▸ AVAILABLE RECORDS
- Opening Delimiter -

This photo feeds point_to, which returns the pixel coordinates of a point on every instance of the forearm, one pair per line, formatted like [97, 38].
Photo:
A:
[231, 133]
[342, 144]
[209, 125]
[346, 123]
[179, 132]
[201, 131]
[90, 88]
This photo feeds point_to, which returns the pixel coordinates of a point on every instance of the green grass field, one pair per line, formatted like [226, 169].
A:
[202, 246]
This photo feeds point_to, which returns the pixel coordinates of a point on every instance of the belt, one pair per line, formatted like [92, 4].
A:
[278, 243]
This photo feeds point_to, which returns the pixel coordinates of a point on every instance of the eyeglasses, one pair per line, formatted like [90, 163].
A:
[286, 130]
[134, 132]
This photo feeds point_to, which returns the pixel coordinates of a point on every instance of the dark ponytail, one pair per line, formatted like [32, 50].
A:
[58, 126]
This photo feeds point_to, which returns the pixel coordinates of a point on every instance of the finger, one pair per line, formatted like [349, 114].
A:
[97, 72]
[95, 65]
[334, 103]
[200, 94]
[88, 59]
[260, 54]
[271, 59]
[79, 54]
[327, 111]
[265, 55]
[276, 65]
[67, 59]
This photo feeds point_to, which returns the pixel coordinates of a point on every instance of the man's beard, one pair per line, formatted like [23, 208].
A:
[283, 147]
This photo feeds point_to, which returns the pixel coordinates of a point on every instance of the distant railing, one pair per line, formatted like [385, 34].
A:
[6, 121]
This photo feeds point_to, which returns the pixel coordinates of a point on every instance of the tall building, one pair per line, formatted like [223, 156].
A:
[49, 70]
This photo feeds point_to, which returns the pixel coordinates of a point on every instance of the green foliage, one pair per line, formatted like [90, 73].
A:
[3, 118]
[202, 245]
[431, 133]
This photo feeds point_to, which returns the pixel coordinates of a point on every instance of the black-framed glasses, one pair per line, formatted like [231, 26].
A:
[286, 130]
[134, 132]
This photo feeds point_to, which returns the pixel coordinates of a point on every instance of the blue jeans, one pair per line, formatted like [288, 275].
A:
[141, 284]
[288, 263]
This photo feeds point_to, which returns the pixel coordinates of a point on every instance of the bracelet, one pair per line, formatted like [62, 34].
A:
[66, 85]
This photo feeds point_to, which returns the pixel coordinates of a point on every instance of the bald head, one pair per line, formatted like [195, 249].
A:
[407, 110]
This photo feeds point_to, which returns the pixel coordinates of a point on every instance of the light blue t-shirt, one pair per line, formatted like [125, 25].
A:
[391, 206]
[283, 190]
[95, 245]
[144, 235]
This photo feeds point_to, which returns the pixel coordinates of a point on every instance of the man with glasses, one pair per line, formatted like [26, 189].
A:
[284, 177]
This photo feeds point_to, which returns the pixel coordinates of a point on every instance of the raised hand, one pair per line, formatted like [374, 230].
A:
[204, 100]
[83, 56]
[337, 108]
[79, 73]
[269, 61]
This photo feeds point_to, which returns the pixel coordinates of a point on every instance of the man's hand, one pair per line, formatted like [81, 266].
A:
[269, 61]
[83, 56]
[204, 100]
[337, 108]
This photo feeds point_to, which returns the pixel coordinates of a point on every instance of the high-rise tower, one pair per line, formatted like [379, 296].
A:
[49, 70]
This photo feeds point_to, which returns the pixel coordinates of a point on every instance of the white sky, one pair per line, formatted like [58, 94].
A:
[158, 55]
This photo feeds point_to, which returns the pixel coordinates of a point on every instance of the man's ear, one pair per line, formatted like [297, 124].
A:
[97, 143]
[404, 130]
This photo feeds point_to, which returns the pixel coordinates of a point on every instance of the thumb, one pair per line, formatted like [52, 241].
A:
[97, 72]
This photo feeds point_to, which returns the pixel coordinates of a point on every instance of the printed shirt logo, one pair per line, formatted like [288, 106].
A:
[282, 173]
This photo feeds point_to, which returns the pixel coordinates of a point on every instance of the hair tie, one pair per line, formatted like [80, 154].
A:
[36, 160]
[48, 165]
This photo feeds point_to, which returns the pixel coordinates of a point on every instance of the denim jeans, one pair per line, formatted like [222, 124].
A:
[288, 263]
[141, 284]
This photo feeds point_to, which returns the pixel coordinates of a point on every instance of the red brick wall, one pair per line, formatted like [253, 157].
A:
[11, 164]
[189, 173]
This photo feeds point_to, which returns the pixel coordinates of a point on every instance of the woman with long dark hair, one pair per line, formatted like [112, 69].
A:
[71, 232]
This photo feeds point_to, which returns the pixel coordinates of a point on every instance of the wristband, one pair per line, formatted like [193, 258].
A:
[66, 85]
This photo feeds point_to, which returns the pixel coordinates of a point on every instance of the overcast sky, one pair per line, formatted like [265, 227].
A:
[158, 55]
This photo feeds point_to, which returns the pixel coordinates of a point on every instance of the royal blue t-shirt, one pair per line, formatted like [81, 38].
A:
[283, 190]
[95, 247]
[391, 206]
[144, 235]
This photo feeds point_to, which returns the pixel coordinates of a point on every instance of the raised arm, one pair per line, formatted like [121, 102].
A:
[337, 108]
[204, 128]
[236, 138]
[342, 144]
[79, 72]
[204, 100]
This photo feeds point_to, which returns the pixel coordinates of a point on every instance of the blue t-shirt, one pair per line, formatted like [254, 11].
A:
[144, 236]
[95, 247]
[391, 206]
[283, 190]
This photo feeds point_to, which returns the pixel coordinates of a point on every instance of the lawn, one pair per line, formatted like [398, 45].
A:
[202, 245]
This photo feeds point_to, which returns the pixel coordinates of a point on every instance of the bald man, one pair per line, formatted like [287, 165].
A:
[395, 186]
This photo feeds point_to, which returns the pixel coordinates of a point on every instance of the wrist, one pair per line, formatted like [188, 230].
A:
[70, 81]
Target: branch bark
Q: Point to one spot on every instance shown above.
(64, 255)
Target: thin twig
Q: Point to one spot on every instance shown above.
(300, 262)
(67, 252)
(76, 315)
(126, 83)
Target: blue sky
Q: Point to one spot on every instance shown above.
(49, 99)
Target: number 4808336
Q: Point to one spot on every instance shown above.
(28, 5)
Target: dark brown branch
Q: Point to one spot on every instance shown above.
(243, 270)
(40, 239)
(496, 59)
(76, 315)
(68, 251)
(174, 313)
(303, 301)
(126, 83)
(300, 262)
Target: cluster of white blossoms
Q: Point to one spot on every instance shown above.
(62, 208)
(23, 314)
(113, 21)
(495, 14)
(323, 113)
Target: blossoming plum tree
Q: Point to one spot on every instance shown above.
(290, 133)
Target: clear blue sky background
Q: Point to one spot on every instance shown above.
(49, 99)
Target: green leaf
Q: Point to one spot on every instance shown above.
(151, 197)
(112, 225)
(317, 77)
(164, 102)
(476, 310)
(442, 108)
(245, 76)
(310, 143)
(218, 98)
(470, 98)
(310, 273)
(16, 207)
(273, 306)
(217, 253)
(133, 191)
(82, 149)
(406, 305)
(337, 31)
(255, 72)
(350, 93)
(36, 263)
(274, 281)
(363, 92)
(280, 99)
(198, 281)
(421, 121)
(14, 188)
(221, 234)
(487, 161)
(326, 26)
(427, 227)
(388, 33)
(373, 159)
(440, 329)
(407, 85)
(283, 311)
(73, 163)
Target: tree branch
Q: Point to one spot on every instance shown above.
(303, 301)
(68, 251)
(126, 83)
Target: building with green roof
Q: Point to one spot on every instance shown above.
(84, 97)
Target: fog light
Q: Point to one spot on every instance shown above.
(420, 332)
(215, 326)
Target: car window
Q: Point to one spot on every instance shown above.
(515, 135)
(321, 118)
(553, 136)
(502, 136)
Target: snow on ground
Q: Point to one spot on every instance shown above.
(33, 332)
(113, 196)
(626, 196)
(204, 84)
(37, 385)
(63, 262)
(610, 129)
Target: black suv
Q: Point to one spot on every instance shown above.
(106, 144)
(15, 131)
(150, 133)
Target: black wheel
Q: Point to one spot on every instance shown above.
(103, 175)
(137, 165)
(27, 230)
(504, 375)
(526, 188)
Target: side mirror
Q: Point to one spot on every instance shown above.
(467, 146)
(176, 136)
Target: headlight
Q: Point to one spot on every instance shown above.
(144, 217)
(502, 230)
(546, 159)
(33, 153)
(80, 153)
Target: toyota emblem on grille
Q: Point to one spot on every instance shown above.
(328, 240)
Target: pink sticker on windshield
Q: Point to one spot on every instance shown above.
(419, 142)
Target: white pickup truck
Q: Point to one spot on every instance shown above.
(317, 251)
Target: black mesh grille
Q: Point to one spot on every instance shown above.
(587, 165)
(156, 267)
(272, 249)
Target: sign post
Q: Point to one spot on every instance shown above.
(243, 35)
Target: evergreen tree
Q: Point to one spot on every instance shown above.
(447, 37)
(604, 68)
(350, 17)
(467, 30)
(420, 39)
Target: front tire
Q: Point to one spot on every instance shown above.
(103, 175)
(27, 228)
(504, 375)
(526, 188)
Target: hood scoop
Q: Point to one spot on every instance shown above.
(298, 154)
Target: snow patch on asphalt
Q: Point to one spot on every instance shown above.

- Closing Delimiter -

▸ EXERCISE INSTRUCTIONS
Write out, from the lines above, only those from the line with "like [254, 11]." to the line with "Target: green leaf", exactly as given, including the first and the last.

▸ ANSWER TO THIS TASK
This photo feeds point_to, which returns the pixel coordinates of a point on every instance of the blue t-shirt, one pair per line, formatted like [254, 11].
A:
[144, 236]
[95, 247]
[391, 206]
[283, 190]
This photo feeds point_to, which returns the pixel coordinates of a point on every instance of the lawn, one pair per line, formatted like [398, 45].
A:
[202, 245]
This photo feeds point_to, which returns the pixel coordinates of a point on every instance of the bald man, one pair per line, formatted like [287, 165].
A:
[395, 186]
This photo feeds point_to, which returns the pixel coordinates of a point on every instance of the wrist, one pair per line, formatted like [188, 230].
A:
[70, 81]
Target: branch bark
Q: Point to one spot on every instance shown above.
(64, 255)
Target: thin twig
Q: Point to one spot on every instance shown above.
(300, 262)
(67, 252)
(76, 315)
(126, 83)
Target: blue sky
Q: Point to one spot on every instance shown above.
(49, 99)
Target: number 4808336
Q: Point to one spot on every instance shown above.
(28, 5)
Target: dark brown branch
Q: Point to one spot on every instance shown above.
(243, 270)
(40, 239)
(496, 59)
(76, 315)
(68, 251)
(174, 313)
(303, 301)
(126, 83)
(300, 262)
Target: cluster of white blossoms
Q: Point to one spot on every instance shown above.
(62, 208)
(23, 314)
(113, 21)
(495, 14)
(323, 113)
Target: blossoming plum tree
Q: Point to one spot on every instance shown above.
(290, 133)
Target: clear blue sky background
Q: Point to one spot on every instance shown above.
(49, 99)
Target: green leaf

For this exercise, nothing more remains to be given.